Interview

Interview Series: Mark Johnson, Chief Information Officer, East Lancashire Hospitals NHS Trust

In April, East Lancashire Hospitals NHS Trust announced its plans to start its EPR journey, following a contract agreement with Cerner for its electronic patient record system.

HTN sat down, virtually, with Mark Johnson, Chief Information Officer at East Lancashire Hospitals NHS Trust to talk about the work on the programme up until now, what they have learned and what’s coming up next.

Tell us a bit about yourself and your role within East Lancashire NHS?

I’m a nurse by background, having worked as an intensive care nurse and a mental health nurse, and a family therapist. I got into IT when I worked in intensive care and helped to develop a mental health system in Manchester.

I went on to do a MSc in Health Informatics, to formalise the clinical and academic links there. I moved between trusts, last worked as the Associate Director of Performance at Aintree University Hospitals NHS Foundation Trust and then I moved to my role now, in my home trust, in the role of Chief Information Officer.

We have a team of around 160 people in the Informatics department, very much clinically led, with two CCIOs, a full time CNIO and a clinical informatics team, as well as a whole remit running from infrastructure, data capture to business intelligence.

EPR journey so far

When I came to the trust, we didn’t have an EPR, we had a stable PAS system for around 25 years, so it worked and is the backbone of what we do.

The original strategy was around best-of-breed, but the complexity of that model was quite daunting, so we decided on an integrated approach with a core EPR – that was back in 2015. We developed the outline business case towards the end of 2017, we also had two full days and 100 clinical and operational people to help us decide on the system.

We then completed the business case and went through the approval processes. We were looking to get some additional funding to support the programme, which eventually came in April 2020, as emergency funding and grants, which allowed us to progress.

We placed our contract with Cerner in December 2020 and we’ve now started work, but our official start date is 5 July 2021, and we’re aiming for activation (go live) in autumn 2022.

The good thing is…while we have been waiting for the business case approvals, we have been doing the infrastructure work, we have put in new networks, managed print, single sign on, a new PACs, and upgraded our wireless and desktop infrastructure. We’ve also started early work on the data migration; we’ve been cleaning the datasets in readiness.

First-hand learning from other trusts

We spent a lot to time going around other trusts; Calderdale and Huddersfield, Countess of Chester, Braford Teaching, Newcastle, for example and we asked them ‘what are the lessons learned?’, or what would they have liked to have done before implementing Cerner. So, we’re as prepared as we can be before we go for this. Our NHS colleagues’ advice has been invaluable.

A key lesson we heard was don’t forget the operational staff, the people who run the clinics, the booking centres, outpatients etc; have the same focus on clinical as operational.

━━━━

* Work to complete
- a) In the interview with Mark Johnson, when is East Lancashire Hospitals NHS Trust aiming for its EPR to go live?
- b) Please resume the interview with Mark Johnson from the point where it stops, keeping his voice.

* Dataset records
━━━━

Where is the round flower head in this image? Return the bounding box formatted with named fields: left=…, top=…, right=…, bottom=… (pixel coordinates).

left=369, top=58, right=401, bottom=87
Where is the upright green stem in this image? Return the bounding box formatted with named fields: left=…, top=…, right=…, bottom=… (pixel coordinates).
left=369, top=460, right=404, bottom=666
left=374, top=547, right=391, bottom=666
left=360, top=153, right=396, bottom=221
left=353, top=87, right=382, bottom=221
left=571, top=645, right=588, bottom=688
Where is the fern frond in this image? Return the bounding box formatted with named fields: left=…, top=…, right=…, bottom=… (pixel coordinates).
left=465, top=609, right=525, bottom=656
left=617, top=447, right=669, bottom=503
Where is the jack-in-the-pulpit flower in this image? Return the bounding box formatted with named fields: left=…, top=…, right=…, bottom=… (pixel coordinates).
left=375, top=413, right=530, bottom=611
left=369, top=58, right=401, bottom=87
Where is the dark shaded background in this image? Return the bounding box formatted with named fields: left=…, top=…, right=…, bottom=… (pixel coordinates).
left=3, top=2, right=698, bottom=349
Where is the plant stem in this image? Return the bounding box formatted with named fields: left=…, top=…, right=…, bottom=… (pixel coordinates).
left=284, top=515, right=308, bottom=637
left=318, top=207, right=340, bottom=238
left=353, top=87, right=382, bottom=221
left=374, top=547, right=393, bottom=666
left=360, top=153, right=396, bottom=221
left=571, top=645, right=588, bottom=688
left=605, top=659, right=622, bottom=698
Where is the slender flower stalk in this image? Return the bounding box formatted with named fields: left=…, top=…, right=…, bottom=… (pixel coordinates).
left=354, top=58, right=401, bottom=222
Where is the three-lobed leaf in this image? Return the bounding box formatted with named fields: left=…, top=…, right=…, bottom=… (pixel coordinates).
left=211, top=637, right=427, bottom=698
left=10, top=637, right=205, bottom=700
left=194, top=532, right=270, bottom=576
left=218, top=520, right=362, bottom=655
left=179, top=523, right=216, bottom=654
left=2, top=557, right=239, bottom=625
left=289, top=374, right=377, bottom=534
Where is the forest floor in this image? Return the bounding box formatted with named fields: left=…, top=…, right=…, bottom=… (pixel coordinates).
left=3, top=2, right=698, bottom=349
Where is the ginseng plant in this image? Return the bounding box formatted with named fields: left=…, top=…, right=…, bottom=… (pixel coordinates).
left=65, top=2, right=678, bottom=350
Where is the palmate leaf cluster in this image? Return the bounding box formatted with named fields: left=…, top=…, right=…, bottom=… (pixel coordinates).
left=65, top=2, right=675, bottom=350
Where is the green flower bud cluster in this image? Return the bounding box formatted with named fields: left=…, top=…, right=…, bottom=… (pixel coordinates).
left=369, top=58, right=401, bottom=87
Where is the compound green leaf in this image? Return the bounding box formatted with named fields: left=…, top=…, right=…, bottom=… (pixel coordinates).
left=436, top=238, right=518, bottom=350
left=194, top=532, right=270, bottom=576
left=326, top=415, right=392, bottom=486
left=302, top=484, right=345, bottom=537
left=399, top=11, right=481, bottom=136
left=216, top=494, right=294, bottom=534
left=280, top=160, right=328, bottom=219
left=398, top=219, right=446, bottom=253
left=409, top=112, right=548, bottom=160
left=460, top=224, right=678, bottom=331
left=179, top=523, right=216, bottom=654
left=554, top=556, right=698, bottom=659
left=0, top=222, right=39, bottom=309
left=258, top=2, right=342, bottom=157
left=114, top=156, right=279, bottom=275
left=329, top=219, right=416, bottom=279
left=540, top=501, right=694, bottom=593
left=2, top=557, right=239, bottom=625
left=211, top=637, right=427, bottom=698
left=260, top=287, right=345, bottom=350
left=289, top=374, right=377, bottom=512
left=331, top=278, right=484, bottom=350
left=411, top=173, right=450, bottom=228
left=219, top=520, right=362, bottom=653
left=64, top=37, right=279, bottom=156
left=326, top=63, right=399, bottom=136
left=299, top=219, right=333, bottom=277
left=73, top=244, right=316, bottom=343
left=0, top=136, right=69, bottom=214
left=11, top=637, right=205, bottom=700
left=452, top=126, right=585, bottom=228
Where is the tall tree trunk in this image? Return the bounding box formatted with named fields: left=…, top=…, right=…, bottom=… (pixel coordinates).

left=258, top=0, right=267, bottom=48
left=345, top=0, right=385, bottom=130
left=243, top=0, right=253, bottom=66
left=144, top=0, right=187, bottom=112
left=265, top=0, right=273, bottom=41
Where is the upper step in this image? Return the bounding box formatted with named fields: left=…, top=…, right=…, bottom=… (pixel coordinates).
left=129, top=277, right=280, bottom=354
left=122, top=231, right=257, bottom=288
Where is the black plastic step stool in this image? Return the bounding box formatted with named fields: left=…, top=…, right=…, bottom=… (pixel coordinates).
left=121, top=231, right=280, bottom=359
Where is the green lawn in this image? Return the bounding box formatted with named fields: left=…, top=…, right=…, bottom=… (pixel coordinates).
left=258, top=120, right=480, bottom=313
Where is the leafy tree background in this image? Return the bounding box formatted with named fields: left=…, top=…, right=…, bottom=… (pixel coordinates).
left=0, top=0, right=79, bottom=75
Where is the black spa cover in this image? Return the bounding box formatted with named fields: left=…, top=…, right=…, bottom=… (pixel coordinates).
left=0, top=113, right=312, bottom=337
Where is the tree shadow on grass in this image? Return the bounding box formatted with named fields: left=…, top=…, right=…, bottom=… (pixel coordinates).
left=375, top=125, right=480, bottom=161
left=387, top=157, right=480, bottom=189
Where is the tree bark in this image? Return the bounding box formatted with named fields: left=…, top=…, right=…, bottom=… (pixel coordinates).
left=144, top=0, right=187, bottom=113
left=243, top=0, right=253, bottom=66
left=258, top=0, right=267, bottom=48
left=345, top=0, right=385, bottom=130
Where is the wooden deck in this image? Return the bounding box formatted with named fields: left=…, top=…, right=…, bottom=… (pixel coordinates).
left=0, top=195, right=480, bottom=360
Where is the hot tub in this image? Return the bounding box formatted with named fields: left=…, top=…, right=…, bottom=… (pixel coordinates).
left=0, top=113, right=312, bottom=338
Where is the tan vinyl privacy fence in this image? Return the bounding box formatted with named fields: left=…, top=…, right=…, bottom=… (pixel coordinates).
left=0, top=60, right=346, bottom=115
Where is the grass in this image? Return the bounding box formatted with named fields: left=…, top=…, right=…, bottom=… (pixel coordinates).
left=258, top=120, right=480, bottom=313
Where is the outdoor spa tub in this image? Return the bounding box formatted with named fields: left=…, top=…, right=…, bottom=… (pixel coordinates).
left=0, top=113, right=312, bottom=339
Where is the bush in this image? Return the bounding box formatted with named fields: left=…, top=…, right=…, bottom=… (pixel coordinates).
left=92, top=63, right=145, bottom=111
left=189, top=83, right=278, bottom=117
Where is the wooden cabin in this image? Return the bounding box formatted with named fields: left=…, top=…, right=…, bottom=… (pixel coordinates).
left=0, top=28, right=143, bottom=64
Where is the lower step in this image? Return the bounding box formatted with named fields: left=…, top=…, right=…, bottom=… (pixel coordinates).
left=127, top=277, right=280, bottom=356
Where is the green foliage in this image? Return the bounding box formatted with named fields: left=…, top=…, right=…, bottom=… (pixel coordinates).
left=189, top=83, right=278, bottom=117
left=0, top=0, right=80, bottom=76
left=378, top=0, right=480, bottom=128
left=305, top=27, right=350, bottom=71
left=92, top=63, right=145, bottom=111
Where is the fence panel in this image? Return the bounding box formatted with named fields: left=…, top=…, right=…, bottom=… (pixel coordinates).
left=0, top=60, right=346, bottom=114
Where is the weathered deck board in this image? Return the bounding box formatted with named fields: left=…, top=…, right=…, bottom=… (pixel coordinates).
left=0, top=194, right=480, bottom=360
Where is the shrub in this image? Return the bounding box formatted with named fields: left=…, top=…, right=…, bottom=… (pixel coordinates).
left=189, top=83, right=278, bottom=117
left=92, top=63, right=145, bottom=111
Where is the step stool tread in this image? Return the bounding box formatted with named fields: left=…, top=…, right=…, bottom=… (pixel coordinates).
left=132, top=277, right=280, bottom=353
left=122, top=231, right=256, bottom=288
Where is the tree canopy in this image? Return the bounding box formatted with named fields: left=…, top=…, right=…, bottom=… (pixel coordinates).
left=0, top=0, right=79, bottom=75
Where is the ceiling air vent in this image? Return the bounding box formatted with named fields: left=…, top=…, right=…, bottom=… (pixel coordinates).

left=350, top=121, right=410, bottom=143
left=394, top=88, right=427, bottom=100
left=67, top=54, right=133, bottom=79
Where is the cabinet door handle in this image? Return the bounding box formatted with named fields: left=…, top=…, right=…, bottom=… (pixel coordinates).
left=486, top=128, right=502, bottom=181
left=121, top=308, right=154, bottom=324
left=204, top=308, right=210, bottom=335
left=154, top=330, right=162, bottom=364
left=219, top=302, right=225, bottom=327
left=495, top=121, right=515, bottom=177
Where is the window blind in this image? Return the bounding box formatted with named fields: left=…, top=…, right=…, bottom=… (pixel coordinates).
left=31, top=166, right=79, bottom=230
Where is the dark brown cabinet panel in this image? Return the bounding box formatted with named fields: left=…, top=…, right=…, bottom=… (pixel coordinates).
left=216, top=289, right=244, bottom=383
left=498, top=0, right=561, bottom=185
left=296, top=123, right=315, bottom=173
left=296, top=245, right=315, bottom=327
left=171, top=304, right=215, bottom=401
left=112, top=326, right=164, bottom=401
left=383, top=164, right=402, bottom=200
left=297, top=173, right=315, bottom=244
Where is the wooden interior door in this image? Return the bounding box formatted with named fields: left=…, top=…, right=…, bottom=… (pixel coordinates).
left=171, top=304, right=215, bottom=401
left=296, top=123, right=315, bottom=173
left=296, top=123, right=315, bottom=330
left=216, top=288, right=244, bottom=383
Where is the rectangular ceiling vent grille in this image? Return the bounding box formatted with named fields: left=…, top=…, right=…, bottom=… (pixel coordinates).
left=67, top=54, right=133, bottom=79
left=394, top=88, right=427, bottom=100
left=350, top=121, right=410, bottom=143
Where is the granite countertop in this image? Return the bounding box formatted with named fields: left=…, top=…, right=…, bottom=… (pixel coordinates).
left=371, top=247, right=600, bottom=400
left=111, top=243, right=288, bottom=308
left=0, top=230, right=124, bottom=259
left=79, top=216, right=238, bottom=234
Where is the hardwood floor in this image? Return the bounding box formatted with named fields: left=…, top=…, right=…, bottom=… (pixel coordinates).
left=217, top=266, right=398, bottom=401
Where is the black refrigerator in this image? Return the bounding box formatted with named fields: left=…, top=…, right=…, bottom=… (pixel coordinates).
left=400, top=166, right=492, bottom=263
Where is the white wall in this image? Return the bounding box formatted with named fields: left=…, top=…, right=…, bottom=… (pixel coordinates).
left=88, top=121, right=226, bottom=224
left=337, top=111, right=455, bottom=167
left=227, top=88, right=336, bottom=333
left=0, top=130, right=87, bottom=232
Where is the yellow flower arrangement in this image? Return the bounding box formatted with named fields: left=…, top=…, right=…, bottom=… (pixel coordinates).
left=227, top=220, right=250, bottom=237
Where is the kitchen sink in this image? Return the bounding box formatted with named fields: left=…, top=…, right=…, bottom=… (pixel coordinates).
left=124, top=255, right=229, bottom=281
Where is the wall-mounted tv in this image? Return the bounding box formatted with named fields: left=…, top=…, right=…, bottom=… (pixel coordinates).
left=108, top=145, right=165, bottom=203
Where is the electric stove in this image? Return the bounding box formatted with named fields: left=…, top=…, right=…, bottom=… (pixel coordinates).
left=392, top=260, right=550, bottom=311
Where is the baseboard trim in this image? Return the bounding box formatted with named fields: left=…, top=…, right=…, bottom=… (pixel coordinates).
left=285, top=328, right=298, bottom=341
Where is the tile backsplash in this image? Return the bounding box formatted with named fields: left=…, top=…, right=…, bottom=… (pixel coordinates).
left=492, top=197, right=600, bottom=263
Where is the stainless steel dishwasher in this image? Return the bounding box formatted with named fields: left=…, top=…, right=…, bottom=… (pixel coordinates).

━━━━

* Expected results
- a) Autumn 2022.

- b)
Don’t focus on specialities, focus on pathways. We learnt from Calderdale and Huddersfield to move towards a focus on patient flow rather than speciality elements, but to be aware of them too.

The hard bit is (as always) the soft bit… the cultural change. Our biggest thing, is the team that will be delivering this, is the service improvement and transformation team, simulation and education team and informatics – together.  This isn’t an IT project, it’s a transformation journey.

We have basically taken over a space in the hospital to design, build and test. We’re setting up simulated wards and we’re going to run simulations to make sure we hit the right things and that’s its operationally relevant.

We’re also bringing in people from other trusts, such as Blackpool Teaching Hospitals (with which we share a CEO) and other regional colleagues to help us implement and share learning. We see it as a way to build up that skill set, learn from them and explore those digital solutions that allow us to integrate. It’s also an excellent opportunity to build up wider regional capacity and capability.

How does this programme connect into the Integrated Care System (ICS) and direction of travel?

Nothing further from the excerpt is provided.